» Aim of the exercise
Pictures aside, each entry has to be returned exactly as it stands.

» Listed records
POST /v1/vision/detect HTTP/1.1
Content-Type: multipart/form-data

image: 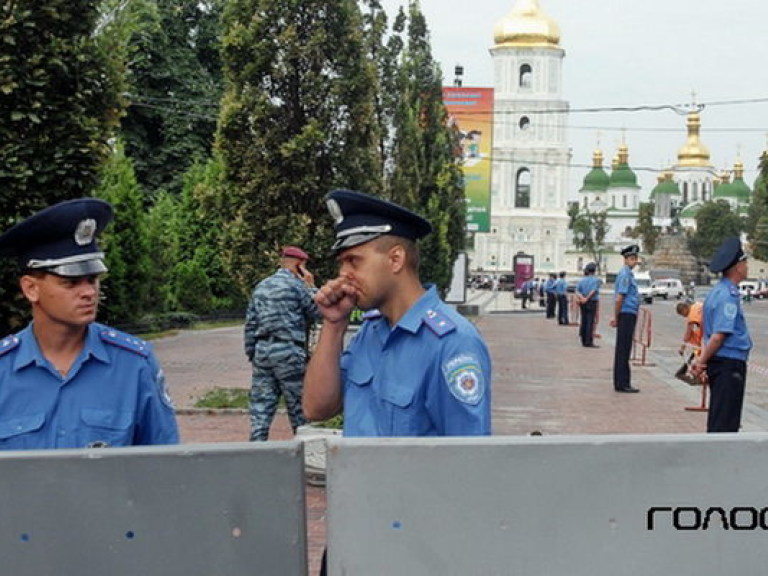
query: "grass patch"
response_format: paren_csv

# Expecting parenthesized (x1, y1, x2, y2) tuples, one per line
(195, 387, 249, 409)
(314, 414, 344, 429)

» Answer below
POST /v1/vision/detect HTTP/1.1
Content-Type: multipart/form-data

image: 
query: "grass patch"
response_format: paren_csv

# Expecting parenthesized (x1, y1, x2, y2) tuples, one per line
(195, 387, 249, 409)
(314, 414, 344, 429)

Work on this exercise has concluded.